» Stated goal: Reproduce every line of the material below verbatim, keeping each character, space and line break in its original order.

» Exercise materials:
###

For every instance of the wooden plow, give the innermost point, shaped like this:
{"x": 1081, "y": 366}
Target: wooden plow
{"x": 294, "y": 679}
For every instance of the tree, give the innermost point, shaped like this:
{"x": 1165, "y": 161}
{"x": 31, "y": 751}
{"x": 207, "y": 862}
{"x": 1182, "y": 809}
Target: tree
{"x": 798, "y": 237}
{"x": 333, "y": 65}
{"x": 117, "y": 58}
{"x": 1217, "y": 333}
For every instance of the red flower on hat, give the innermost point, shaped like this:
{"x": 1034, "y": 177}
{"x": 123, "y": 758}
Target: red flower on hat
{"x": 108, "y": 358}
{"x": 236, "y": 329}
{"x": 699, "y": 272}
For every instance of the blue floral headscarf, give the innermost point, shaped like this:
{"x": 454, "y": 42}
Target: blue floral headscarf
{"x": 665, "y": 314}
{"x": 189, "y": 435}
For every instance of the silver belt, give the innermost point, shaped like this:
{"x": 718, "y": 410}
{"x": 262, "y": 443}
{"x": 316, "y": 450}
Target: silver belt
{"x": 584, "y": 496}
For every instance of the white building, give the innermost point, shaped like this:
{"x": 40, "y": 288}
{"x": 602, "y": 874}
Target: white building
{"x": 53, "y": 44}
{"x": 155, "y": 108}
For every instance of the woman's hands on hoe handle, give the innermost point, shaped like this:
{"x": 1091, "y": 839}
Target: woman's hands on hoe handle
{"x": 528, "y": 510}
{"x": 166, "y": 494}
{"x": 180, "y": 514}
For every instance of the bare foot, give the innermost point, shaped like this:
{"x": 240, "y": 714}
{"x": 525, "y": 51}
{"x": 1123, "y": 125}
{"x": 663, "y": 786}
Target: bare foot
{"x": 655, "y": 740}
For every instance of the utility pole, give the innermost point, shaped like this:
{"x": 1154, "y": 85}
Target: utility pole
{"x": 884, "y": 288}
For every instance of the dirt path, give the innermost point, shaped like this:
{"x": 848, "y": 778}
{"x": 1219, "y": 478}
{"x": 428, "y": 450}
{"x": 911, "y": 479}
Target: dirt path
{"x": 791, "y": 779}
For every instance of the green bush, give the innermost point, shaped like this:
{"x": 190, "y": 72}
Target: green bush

###

» Result for this exercise:
For every instance of the wooden plow, give the innermost point, shaped like this:
{"x": 1081, "y": 366}
Target: wooden plow
{"x": 294, "y": 679}
For every instance of the tree, give the innermost point, shaped like this:
{"x": 1165, "y": 161}
{"x": 31, "y": 751}
{"x": 207, "y": 862}
{"x": 1182, "y": 809}
Target: tree
{"x": 798, "y": 237}
{"x": 333, "y": 65}
{"x": 117, "y": 58}
{"x": 1217, "y": 333}
For every instance of the red flower on hat, give the innermost point, shaped like this:
{"x": 1034, "y": 177}
{"x": 123, "y": 758}
Target: red flower on hat
{"x": 108, "y": 358}
{"x": 236, "y": 329}
{"x": 699, "y": 272}
For every instance of the blue floral headscarf, give the innermost point, shaped like this:
{"x": 454, "y": 42}
Target: blue floral headscarf
{"x": 665, "y": 314}
{"x": 189, "y": 435}
For every instance of the silver belt, give the innermost point, shaped like this:
{"x": 718, "y": 410}
{"x": 262, "y": 443}
{"x": 316, "y": 450}
Target: silver belt
{"x": 584, "y": 496}
For every instance of the white building, give the innermost point, shaped like this:
{"x": 40, "y": 288}
{"x": 602, "y": 874}
Target: white building
{"x": 53, "y": 44}
{"x": 155, "y": 108}
For every instance of the woman's hands on hoe handle, give the innermost point, shaped like this:
{"x": 1091, "y": 839}
Target: woman's hands on hoe handle
{"x": 528, "y": 510}
{"x": 166, "y": 494}
{"x": 180, "y": 514}
For every instance of the bare foot, give the innermost point, shaped like this:
{"x": 240, "y": 714}
{"x": 525, "y": 51}
{"x": 1123, "y": 125}
{"x": 663, "y": 786}
Target: bare foot
{"x": 655, "y": 740}
For every instance of the utility pole, give the innermost point, shaped like this:
{"x": 1154, "y": 85}
Target: utility pole
{"x": 884, "y": 288}
For every instance of the dirt path, give the innermost point, shaped like this:
{"x": 848, "y": 778}
{"x": 1219, "y": 478}
{"x": 428, "y": 450}
{"x": 911, "y": 479}
Target: dirt path
{"x": 791, "y": 779}
For every instance of the green bush, give the innermost point, shaped like this:
{"x": 190, "y": 72}
Target: green bush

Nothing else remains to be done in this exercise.